> [INSTRUCTIONS TO FOLLOW] Beginning with the line containing "blue beach chair in the photo above." and ending with the last line of the records, set down every line exactly.

Extracted records

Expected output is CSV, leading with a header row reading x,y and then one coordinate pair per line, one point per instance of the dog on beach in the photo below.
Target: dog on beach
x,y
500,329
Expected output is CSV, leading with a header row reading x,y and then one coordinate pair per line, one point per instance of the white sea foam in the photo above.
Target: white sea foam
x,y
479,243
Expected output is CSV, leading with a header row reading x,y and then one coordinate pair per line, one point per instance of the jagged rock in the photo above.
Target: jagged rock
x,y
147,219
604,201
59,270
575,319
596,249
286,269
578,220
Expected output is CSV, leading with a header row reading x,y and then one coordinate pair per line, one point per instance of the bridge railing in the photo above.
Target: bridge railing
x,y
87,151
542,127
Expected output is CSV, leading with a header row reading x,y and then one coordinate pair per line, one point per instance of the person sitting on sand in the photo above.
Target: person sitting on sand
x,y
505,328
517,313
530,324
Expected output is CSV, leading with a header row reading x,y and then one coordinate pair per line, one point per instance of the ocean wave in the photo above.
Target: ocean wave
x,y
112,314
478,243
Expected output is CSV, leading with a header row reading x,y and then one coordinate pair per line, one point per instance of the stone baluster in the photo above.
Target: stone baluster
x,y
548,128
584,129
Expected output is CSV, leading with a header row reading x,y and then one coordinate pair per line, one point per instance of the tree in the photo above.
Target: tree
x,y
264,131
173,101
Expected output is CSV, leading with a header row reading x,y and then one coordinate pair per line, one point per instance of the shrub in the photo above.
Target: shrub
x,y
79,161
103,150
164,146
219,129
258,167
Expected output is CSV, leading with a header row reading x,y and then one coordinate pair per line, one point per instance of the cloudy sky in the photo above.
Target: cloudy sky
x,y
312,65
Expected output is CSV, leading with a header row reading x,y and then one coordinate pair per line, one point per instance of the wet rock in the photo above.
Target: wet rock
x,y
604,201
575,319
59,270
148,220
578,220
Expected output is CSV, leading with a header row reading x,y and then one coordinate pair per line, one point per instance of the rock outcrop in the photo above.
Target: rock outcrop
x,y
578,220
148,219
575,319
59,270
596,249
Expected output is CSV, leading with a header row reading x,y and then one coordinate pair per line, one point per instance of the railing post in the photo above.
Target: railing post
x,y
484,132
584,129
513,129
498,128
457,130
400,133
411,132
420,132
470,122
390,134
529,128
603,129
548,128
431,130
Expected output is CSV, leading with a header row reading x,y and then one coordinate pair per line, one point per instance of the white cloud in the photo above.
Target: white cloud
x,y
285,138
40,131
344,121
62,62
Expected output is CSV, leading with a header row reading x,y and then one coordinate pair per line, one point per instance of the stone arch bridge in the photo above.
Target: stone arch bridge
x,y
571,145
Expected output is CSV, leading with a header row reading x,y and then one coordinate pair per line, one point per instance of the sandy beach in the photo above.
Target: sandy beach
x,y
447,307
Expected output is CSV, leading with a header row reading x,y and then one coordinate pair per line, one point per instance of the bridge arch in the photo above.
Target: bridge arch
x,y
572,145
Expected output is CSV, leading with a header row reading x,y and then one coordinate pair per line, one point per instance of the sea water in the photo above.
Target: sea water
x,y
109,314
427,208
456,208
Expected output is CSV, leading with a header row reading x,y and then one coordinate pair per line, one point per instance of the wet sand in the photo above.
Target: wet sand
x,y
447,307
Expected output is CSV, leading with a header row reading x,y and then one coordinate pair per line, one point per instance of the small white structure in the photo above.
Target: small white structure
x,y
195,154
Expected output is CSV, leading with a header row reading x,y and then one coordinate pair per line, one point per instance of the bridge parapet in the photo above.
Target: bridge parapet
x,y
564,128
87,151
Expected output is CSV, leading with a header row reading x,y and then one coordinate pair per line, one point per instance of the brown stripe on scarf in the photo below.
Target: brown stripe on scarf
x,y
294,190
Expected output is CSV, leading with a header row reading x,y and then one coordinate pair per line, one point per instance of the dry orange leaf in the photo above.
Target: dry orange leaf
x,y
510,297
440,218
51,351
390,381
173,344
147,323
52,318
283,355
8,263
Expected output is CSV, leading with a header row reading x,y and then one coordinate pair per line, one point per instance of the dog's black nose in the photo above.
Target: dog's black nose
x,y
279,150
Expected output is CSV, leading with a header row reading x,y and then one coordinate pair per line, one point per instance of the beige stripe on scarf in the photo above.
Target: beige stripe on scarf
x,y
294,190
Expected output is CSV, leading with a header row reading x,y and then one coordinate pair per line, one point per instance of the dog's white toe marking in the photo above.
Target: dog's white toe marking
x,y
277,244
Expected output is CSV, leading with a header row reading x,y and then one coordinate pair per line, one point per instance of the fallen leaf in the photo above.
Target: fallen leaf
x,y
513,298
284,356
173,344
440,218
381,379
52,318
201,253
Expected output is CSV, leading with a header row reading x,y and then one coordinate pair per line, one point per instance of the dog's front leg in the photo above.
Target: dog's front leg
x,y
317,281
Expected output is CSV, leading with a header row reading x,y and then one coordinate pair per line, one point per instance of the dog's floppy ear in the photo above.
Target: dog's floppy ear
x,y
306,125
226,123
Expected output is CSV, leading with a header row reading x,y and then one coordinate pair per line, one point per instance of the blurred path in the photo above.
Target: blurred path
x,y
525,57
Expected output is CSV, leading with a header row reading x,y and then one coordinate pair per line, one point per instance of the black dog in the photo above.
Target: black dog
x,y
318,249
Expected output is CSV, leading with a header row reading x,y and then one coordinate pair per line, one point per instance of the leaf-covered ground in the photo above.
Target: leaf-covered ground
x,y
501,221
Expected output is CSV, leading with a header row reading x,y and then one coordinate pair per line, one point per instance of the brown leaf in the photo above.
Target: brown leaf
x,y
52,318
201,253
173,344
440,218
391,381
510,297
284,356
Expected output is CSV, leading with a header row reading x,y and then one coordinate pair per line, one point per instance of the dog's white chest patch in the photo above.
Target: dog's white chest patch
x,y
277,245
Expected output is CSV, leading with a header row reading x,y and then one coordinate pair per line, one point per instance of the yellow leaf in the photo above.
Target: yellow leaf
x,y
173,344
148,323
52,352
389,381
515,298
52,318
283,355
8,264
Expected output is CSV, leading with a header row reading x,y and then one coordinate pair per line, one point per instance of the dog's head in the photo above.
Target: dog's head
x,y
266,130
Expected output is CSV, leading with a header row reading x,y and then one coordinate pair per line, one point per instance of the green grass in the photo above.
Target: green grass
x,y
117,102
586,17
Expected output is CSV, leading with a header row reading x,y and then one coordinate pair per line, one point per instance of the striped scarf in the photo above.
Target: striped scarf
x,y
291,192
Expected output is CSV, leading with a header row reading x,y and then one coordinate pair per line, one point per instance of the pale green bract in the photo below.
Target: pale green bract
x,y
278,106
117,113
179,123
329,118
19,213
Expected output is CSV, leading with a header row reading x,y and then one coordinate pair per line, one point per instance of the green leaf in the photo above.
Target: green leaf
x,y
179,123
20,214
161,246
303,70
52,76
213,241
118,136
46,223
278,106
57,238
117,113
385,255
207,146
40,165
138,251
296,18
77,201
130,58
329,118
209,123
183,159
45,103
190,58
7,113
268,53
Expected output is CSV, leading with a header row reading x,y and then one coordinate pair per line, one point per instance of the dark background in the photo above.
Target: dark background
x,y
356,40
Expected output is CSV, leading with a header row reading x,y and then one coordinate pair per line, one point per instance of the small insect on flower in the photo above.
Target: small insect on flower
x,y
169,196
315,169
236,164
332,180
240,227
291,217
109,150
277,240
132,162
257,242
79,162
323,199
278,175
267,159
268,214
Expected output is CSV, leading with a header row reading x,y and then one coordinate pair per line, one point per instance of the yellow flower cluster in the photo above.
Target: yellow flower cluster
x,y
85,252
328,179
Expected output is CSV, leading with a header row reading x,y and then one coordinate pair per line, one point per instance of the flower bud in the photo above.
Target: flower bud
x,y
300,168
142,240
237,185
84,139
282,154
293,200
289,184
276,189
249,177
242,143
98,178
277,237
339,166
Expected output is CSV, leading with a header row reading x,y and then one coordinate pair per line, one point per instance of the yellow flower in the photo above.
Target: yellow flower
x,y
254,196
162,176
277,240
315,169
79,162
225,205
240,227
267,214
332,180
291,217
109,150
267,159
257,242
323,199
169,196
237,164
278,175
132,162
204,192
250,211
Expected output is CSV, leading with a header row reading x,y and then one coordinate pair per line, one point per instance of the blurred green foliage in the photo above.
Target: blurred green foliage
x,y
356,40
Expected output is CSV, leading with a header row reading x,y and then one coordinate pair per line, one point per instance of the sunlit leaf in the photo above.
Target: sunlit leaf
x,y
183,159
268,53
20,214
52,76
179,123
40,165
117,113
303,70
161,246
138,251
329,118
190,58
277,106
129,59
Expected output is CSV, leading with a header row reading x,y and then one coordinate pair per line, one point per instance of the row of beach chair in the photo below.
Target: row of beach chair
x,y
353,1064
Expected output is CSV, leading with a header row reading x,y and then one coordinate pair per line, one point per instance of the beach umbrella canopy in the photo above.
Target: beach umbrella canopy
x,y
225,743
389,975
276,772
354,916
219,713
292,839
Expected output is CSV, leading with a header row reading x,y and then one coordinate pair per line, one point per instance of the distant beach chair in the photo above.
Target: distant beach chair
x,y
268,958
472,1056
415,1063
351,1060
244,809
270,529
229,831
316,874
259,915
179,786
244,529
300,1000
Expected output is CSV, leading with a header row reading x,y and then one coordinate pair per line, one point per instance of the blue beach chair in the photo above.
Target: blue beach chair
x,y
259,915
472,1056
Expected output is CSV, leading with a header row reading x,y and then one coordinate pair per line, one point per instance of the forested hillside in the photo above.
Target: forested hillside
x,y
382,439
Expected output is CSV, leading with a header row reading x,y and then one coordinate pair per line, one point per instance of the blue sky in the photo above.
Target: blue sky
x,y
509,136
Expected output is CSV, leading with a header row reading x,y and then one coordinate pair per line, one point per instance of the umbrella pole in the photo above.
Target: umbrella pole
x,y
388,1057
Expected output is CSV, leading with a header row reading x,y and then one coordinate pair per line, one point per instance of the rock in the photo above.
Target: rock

> [ANSWER BELOW]
Expected output is CSV, leading with a header row reading x,y and then one coordinate pair per line, one point per instance of the blue beach chair in the photo above.
Target: blue beach chair
x,y
259,915
472,1056
Expected output is CSV, leading with a header row reading x,y and then one coordinate pair per line, one point per instance of the forested hillside in the photo above.
Target: forested hillside
x,y
382,439
Expected output is CSV, leading with a header row reading x,y and then one coordinate pair per line, one point per instance of the blue sky in the photo above.
Target: blue sky
x,y
509,136
Expected output is CSV, leading with a header row reading x,y and then one coordinate pair per line, one point per instance of the umbrella pole in the photo above.
Target: umbrella pole
x,y
388,1057
Expected output is CSV, leading with a header row reading x,y and then one coordinate pair per line, one point per instance of the rock in the photo above.
Target: rock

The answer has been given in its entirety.